Can you transcribe every record below exactly as it appears?
BEGIN PROVIDED RECORDS
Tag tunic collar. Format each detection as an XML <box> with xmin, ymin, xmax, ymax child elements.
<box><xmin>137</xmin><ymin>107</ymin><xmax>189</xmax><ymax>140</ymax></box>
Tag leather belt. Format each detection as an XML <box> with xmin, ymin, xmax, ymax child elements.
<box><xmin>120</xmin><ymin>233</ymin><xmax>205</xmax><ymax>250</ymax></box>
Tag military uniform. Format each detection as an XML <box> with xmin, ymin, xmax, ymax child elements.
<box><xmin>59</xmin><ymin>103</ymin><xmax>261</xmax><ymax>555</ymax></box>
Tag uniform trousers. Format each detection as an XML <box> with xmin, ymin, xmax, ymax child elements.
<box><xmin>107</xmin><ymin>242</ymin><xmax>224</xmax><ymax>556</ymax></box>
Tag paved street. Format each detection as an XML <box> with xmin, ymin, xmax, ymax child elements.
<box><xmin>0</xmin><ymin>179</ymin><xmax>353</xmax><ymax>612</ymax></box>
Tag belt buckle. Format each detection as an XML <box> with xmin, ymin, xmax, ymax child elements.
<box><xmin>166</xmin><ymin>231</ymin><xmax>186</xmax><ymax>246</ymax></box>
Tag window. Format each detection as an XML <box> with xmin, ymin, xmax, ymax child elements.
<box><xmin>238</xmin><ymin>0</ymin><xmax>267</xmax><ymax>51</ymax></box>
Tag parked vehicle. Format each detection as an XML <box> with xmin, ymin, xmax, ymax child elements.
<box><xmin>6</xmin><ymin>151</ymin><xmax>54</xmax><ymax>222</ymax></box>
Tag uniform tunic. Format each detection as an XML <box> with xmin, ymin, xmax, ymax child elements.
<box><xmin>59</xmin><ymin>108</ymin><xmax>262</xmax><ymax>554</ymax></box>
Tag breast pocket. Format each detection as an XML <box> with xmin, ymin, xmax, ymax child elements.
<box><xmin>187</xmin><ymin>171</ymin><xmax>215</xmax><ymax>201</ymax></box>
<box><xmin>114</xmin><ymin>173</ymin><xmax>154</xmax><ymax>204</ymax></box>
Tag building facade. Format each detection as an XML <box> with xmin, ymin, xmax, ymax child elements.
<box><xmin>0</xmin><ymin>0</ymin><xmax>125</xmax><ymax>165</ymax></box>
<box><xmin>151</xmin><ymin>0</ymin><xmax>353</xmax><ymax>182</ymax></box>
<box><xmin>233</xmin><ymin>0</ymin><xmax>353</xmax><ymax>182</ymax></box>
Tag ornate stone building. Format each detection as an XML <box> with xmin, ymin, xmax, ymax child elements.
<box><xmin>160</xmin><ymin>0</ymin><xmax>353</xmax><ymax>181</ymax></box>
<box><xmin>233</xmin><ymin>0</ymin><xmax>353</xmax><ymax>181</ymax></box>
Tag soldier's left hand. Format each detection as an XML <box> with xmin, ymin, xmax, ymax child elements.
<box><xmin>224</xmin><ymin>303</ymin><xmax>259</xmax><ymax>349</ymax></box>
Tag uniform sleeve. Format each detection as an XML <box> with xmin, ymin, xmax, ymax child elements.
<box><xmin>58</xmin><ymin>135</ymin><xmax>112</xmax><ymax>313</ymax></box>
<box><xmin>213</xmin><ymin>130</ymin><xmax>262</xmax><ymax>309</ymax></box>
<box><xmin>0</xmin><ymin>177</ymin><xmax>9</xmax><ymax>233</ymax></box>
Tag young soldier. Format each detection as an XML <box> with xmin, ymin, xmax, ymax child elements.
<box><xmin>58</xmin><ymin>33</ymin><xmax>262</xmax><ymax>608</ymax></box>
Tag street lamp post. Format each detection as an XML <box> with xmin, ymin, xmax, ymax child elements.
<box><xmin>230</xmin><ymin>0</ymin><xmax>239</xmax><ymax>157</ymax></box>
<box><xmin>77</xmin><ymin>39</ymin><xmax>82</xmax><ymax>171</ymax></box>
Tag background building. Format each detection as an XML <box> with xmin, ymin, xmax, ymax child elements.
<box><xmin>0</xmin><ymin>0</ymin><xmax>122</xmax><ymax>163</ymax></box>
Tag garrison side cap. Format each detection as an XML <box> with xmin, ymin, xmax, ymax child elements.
END PROVIDED RECORDS
» EXPECTED ANSWER:
Tag tunic collar. Format each detection as an XML <box> with xmin, ymin, xmax, ymax child elements.
<box><xmin>137</xmin><ymin>107</ymin><xmax>189</xmax><ymax>140</ymax></box>
Tag leather belt. Format each detection as an XML <box> with xmin, ymin, xmax, ymax child elements.
<box><xmin>120</xmin><ymin>233</ymin><xmax>205</xmax><ymax>250</ymax></box>
Tag military uniform. Format each detection as an XML <box> with xmin, ymin, xmax, ymax child elements.
<box><xmin>59</xmin><ymin>103</ymin><xmax>261</xmax><ymax>555</ymax></box>
Tag uniform trousers. Format each detection as an XML <box> with xmin, ymin, xmax, ymax child elements.
<box><xmin>107</xmin><ymin>242</ymin><xmax>224</xmax><ymax>556</ymax></box>
Tag paved street. Format each detection as an XML <box> with xmin, ymin, xmax, ymax child elements.
<box><xmin>0</xmin><ymin>179</ymin><xmax>353</xmax><ymax>612</ymax></box>
Tag belt buckle. Format each detection as an XML <box> with xmin, ymin, xmax, ymax child elements.
<box><xmin>166</xmin><ymin>231</ymin><xmax>186</xmax><ymax>246</ymax></box>
Tag window. Format each detection as an XML <box> with xmin, ymin, xmax, ymax child elements.
<box><xmin>238</xmin><ymin>0</ymin><xmax>267</xmax><ymax>51</ymax></box>
Tag parked vehicle. Format each detection as an XML <box> with xmin, ymin, xmax, ymax child elements.
<box><xmin>6</xmin><ymin>151</ymin><xmax>54</xmax><ymax>222</ymax></box>
Tag uniform tunic. Format each detection as an XML <box> with xmin, ymin, xmax, ymax child elements.
<box><xmin>59</xmin><ymin>108</ymin><xmax>262</xmax><ymax>554</ymax></box>
Tag breast pocket. Format each detection as an XML <box> with xmin, ymin, xmax, ymax child elements.
<box><xmin>187</xmin><ymin>171</ymin><xmax>215</xmax><ymax>201</ymax></box>
<box><xmin>114</xmin><ymin>173</ymin><xmax>154</xmax><ymax>204</ymax></box>
Tag building facade. Format each detection as an XML <box> with xmin, ymin, xmax, ymax child elements.
<box><xmin>0</xmin><ymin>0</ymin><xmax>125</xmax><ymax>165</ymax></box>
<box><xmin>151</xmin><ymin>0</ymin><xmax>353</xmax><ymax>182</ymax></box>
<box><xmin>233</xmin><ymin>0</ymin><xmax>353</xmax><ymax>182</ymax></box>
Tag ornate stone building. Format each detection as an XML <box> with xmin, ymin, xmax, ymax child elements.
<box><xmin>160</xmin><ymin>0</ymin><xmax>353</xmax><ymax>181</ymax></box>
<box><xmin>233</xmin><ymin>0</ymin><xmax>353</xmax><ymax>181</ymax></box>
Tag soldier's left hand. Format each detection as an XML <box> with xmin, ymin, xmax, ymax child elements.
<box><xmin>224</xmin><ymin>303</ymin><xmax>259</xmax><ymax>349</ymax></box>
Tag uniform sleeve. Format each detection as an XML <box> with xmin, ymin, xmax, ymax child elements.
<box><xmin>58</xmin><ymin>135</ymin><xmax>112</xmax><ymax>313</ymax></box>
<box><xmin>213</xmin><ymin>130</ymin><xmax>262</xmax><ymax>309</ymax></box>
<box><xmin>0</xmin><ymin>177</ymin><xmax>9</xmax><ymax>233</ymax></box>
Tag young soldier. Format each detection as an XML <box> with xmin, ymin, xmax, ymax child elements.
<box><xmin>58</xmin><ymin>33</ymin><xmax>262</xmax><ymax>608</ymax></box>
Tag street lamp post. Format each detection as an XML <box> with xmin, ymin, xmax, ymax child elements.
<box><xmin>230</xmin><ymin>0</ymin><xmax>239</xmax><ymax>157</ymax></box>
<box><xmin>77</xmin><ymin>39</ymin><xmax>82</xmax><ymax>171</ymax></box>
Tag background building. Format each detection as an XML <box> with xmin, ymin, xmax, ymax child elements.
<box><xmin>0</xmin><ymin>0</ymin><xmax>122</xmax><ymax>163</ymax></box>
Tag garrison side cap. Format each detection as an XML <box> with xmin, ymin, xmax, ymax child elements.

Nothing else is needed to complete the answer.